§ Your objective: Produce an exact copy of the lines from the line containing "Return one point per instance of the evergreen" through the last line of the entries below, and only those lines.

----- Data rows

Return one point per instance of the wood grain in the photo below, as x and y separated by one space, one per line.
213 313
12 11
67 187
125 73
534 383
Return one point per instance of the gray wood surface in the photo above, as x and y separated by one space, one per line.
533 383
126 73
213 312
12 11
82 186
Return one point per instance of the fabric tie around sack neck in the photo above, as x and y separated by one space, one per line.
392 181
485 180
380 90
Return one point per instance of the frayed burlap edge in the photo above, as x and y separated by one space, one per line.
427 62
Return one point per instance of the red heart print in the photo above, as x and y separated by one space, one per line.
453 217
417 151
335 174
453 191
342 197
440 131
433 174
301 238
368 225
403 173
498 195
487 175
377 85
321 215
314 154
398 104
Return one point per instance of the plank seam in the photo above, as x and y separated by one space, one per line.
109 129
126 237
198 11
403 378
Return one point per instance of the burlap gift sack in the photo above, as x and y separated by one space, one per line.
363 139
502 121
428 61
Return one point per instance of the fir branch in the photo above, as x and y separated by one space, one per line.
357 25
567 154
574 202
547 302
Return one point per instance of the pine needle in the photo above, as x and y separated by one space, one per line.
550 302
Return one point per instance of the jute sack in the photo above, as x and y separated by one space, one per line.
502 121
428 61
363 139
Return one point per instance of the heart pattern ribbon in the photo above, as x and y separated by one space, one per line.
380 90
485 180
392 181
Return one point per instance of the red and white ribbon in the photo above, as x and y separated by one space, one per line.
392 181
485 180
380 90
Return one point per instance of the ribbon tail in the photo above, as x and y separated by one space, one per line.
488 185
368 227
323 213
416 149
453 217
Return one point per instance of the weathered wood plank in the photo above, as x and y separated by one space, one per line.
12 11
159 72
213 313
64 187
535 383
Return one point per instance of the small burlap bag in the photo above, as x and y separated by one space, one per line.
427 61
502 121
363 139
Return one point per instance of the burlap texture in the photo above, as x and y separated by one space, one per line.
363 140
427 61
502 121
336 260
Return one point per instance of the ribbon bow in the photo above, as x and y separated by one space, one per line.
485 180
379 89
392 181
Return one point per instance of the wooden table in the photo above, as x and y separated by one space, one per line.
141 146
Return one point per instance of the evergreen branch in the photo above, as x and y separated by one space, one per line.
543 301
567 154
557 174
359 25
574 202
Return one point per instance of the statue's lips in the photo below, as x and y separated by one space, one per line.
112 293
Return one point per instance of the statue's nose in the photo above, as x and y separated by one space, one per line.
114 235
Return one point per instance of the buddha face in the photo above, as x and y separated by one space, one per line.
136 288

----------

§ Reply to the exercise:
Return one point per instance of the evergreen branch in the photo above, as x and y separated by one space, one per line.
543 301
567 154
557 174
359 25
574 202
Return one point per instance of the statue's lips in the photo below, as x and y separated by one space, one per line.
112 293
Return one point per instance of the statue's nose in the photo above, as x and y separated by one space, one per line.
114 235
Return one point per instance of the buddha face in the photo above, as x and y separated by one space, one per line.
136 288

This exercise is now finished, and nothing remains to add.